> DOCUMENT PASSAGE
Line a 8x8 inch square pan with parchment paper. In a large bowl, stir together peanut butter, maple syrup and honey with a wooden spoon.

Stir in puffed wheat or rice cereal and mix until the cereal is lightly coated. Using the back of the spoon, press the mixture evenly into the square pan.

Put the pan in the freezer for 25 minutes until the bars have hardened.

Grab hold of the parchment paper and gently lift the bars out of the pan. Using a sharp knife, cut the bars into even rectangles. Drizzle with melted chocolate.

Store bars in an airtight container in the fridge.

Big Yummy Bowl

This salad is absolutely delicious. My toddler loved it too - she cleaned her plate in record time. This photo is after her second plateful. Doesn't she look happy? The original recipe was called Big Vegan Bowl, but the fact that it is vegan is irrelevant. It's a big YUMMY bowl!



Big Yummy Bowl
from Oh She Glows

1 large sweet potato, chopped into 3/4-inch cubes
1 (15-ounce) can chickpeas, drained and rinsed (about 1.5 cups)
olive oil
salt
spices: garlic powder, chili powder, cumin, cayenne
1 cup uncooked quinoa
1 large carrot, peeled and julienned
purple cabbage or vegetable of choice, shredded
couple handfuls of greens for the base (optional)
lots of hummus
sliced avocado
hulled hemp seeds (optional)

Preheat oven to 400F and line two large baking sheets with parchment paper.
Spread out the chopped sweet potato on one sheet. Drizzle with 1/2 tablespoon of oil or so and toss the potatoes until coated. Sprinkle with fine grain sea salt.

For the roasted chickpeas: Drain and rinse the chickpeas and then place on a large tea towel and pat until completely dry. Discard any skins that fall off. Transfer the chickpeas to the baking sheet and drizzle with 1/2 teaspoon oil. Rub them around with your hands until lightly coated. Generously sprinkle with fine grain sea salt and your favorite spices, like garlic powder, chili powder, cumin, cayenne, and salt. Toss gently to combine.

> SUPPLIED INFORMATION
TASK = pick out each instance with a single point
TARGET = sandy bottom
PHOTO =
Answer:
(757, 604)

--

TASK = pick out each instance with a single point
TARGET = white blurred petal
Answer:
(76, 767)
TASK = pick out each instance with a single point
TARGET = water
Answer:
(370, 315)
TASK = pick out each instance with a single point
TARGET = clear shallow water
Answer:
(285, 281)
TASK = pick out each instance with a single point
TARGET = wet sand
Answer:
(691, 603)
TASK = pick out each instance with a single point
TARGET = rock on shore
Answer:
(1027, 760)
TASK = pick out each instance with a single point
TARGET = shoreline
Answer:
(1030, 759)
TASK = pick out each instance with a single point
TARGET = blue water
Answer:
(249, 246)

> WHAT TO WORK ON
1) According to the recipe text, how long should the pan of bars stay in the freezer?
2) Rewrite the paragraph of the recipe text that begins "For the roasted chickpeas:" as a short list of steps, keeping its main facts.

> TASK ANSWERS
1) 25 minutes, until the bars have hardened.

2)
- Drain and rinse the chickpeas, then pat them completely dry on a large tea towel.
- Discard any skins that fall off.
- Put the chickpeas on the baking sheet, drizzle with 1/2 teaspoon oil, and rub until lightly coated.
- Sprinkle generously with fine grain sea salt and spices such as garlic powder, chili powder, cumin and cayenne.
- Toss gently to combine.